■ **STORED ROWS**
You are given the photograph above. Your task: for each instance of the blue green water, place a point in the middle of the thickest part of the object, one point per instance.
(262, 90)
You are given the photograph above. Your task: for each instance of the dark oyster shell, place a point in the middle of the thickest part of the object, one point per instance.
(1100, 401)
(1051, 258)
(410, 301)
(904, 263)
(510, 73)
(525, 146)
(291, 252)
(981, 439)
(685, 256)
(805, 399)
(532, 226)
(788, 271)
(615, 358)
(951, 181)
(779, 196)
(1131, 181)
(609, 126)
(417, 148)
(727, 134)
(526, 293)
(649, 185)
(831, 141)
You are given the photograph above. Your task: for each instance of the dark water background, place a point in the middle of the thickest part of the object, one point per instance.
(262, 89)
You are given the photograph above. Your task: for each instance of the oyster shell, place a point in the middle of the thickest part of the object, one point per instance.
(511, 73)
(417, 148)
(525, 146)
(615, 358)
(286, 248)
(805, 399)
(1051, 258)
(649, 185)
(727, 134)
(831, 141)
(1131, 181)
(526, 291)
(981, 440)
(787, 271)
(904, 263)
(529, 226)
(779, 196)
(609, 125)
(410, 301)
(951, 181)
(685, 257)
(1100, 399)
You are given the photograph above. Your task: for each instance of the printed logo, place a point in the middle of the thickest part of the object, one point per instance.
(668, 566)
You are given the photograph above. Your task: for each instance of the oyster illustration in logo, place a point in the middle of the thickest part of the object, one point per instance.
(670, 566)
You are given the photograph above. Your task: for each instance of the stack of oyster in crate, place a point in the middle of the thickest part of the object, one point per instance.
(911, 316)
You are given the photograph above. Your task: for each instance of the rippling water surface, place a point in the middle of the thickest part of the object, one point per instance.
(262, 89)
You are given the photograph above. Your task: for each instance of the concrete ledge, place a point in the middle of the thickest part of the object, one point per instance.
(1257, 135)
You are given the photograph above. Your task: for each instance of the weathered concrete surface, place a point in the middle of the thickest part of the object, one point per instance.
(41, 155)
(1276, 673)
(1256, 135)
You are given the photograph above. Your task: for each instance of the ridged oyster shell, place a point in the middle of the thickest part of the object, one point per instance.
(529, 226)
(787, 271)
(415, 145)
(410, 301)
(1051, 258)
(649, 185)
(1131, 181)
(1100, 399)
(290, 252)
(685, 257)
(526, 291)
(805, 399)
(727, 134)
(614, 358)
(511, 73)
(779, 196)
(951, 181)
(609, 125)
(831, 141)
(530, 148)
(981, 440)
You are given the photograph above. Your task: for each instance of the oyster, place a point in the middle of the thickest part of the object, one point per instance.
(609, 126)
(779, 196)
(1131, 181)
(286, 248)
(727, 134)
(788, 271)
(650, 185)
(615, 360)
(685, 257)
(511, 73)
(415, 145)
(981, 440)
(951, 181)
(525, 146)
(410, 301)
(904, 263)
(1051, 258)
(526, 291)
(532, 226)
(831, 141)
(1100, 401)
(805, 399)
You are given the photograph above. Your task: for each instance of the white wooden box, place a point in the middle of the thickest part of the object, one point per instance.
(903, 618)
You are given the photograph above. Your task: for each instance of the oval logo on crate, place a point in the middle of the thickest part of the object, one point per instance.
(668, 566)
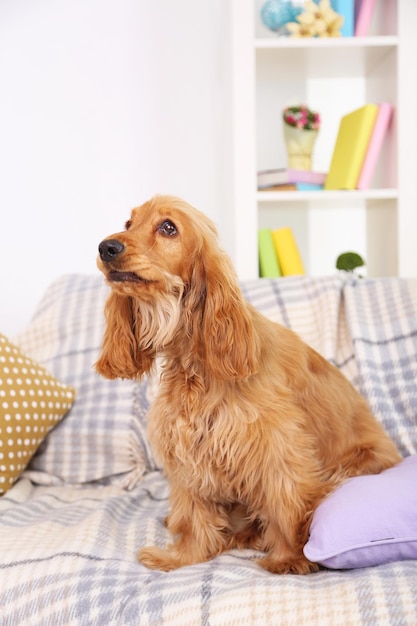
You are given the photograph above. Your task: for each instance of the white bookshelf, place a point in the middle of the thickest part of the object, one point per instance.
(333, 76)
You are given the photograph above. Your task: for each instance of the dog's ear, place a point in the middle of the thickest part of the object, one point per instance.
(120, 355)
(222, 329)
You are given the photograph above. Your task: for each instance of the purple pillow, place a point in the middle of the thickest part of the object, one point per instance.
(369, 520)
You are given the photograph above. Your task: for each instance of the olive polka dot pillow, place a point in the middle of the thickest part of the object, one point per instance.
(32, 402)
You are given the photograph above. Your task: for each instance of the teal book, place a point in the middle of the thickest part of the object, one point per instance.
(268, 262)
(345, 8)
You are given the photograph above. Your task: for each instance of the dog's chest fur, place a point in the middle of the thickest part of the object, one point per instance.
---
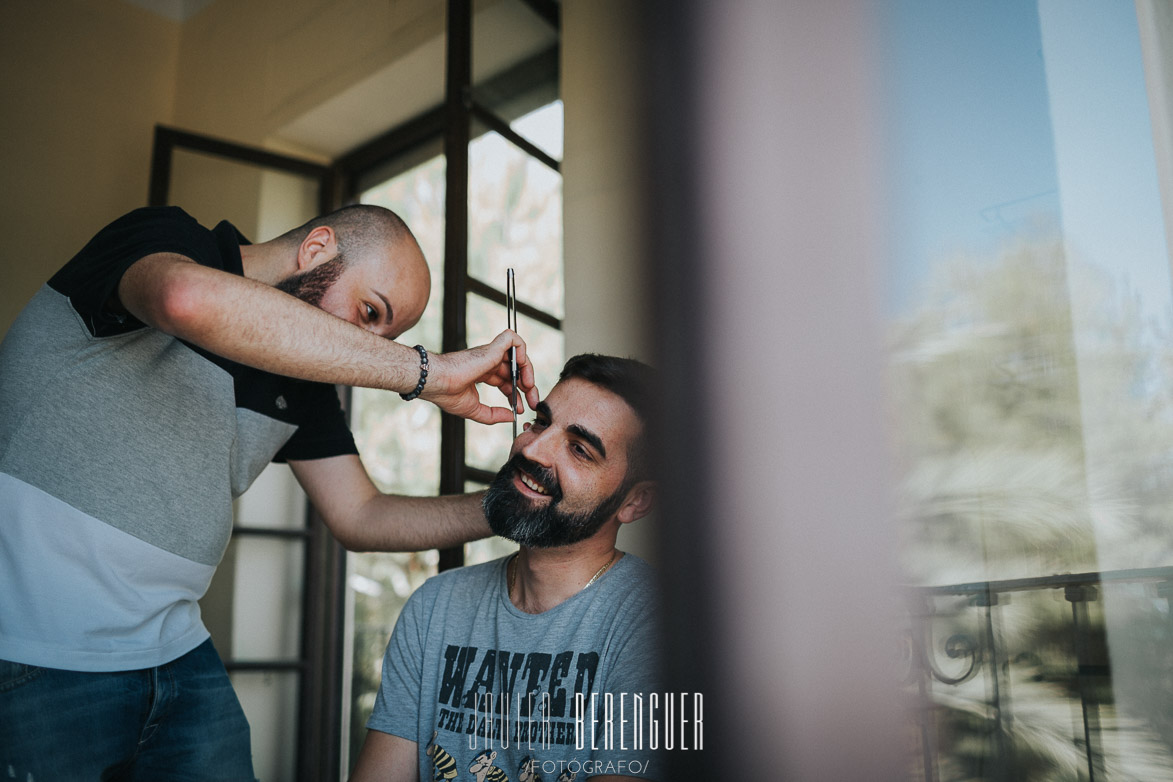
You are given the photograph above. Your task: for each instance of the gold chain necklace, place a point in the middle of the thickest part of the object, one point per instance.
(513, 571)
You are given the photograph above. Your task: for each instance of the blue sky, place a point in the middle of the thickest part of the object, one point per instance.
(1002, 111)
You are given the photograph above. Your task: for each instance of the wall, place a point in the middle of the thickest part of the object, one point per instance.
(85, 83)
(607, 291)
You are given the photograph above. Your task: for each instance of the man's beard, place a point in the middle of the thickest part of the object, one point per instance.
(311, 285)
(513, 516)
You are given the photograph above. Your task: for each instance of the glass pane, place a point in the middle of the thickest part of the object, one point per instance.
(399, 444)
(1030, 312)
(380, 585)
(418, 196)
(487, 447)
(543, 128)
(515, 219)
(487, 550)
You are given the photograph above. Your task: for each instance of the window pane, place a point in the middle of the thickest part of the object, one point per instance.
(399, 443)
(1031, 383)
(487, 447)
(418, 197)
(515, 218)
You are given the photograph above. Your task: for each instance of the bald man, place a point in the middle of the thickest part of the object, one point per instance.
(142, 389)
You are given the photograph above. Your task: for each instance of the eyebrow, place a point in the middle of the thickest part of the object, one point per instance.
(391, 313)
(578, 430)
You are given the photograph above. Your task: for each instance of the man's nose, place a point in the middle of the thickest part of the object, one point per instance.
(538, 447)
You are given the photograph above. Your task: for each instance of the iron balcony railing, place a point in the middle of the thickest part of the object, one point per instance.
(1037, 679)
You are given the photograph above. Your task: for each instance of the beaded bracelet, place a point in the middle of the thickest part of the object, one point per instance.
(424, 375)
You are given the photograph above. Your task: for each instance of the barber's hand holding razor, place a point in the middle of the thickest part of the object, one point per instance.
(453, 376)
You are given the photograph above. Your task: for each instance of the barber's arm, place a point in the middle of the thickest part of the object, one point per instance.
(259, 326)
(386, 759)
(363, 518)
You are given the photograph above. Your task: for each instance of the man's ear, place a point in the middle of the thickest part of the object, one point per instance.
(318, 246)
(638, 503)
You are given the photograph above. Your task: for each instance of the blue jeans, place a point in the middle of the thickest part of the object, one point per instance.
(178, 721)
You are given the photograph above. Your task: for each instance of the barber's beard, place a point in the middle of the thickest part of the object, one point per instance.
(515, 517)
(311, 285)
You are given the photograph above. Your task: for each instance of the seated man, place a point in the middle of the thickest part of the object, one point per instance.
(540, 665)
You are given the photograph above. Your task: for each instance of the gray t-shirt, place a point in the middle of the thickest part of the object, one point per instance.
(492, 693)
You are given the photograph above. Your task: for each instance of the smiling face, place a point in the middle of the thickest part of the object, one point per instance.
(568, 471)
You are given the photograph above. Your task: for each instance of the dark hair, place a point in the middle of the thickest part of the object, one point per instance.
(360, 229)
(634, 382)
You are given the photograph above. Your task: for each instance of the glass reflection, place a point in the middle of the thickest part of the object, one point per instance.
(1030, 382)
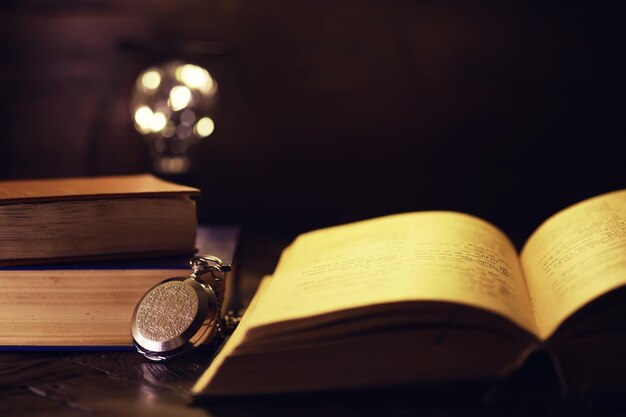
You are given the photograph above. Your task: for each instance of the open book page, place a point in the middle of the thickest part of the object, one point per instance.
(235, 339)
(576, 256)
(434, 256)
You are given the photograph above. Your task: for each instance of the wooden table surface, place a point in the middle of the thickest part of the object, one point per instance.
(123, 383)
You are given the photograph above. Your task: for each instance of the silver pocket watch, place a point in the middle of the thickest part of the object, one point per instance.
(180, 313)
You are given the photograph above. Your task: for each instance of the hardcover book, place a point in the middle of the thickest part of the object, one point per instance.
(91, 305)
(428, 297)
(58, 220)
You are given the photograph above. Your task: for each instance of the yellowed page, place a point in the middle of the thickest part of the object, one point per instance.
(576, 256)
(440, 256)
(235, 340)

■ **SET PROBLEM**
Reproduce verbatim the lines of the listing above, starting at the line that contains "the wall, place" and stopping after the line that contains "(1037, 679)".

■ **SOLUTION TO THIS PROBLEM**
You are given the photograph above. Your task: for each instance of the wall, place a point in the middle of the thickest part of the object, one point per instance.
(85, 83)
(607, 291)
You are given the photograph above. Your task: for each instance of the man's beard, place a point in the middle of the thickest part of the object, one point per instance.
(311, 285)
(513, 516)
You are given the photograph above. Your task: for each instance of the glass pane, place a point in the middle of the thickest part of the object, one point per instance.
(399, 444)
(1030, 312)
(380, 585)
(418, 196)
(487, 447)
(543, 128)
(515, 219)
(487, 550)
You are given the photograph above. Your task: for each instance of the window pane, place a point in the middle of the thickest part of the object, one point per instance.
(399, 443)
(1031, 383)
(487, 447)
(418, 197)
(515, 218)
You are given the photograph above. Your task: for each instance of the bald man, place a point in the middle of the thickest part of the object, one point per instance.
(142, 389)
You are given the photograph above. Your task: for each instance of the eyebrow, place a point in the middle of the thickest part of the object, one point per instance.
(391, 313)
(578, 430)
You are given the photograph above. Your task: for each instance of the man's nose, place a point in the middle of the thickest part of the object, one point per instance.
(538, 447)
You are given the photograph above. Your task: for each instance of the iron balcony railing, place a point in the middle of the thickest part of the object, one point per instance.
(1037, 679)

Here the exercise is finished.